▶ _Exercise instructions_: Check every line of the entries below for the word "orange", then give only the number of lines that have it.

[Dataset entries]
────────

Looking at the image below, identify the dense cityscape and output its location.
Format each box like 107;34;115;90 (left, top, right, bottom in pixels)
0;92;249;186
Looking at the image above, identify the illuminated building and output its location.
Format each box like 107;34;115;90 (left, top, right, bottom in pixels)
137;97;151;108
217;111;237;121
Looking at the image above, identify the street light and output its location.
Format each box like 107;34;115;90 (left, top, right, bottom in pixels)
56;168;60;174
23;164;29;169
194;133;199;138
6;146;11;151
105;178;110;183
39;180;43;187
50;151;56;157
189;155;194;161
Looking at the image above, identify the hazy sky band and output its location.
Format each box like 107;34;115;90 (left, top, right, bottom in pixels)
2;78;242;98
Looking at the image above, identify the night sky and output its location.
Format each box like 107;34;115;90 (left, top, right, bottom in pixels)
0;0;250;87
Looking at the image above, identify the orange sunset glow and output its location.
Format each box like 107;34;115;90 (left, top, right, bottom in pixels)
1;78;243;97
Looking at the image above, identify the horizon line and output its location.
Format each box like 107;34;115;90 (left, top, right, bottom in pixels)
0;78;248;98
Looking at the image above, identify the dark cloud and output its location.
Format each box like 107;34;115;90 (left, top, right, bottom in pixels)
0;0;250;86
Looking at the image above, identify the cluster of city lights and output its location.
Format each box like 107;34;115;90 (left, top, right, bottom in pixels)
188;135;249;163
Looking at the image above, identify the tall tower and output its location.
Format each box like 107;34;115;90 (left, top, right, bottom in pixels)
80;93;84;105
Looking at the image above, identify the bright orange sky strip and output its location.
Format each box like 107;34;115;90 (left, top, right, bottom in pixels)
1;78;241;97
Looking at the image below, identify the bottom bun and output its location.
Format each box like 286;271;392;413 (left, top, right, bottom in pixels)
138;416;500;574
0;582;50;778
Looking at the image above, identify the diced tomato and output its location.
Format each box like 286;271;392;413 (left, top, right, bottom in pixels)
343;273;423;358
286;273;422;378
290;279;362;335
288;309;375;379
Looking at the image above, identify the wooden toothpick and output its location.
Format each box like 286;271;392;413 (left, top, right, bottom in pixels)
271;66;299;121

────────

▶ _Solved problem_: 2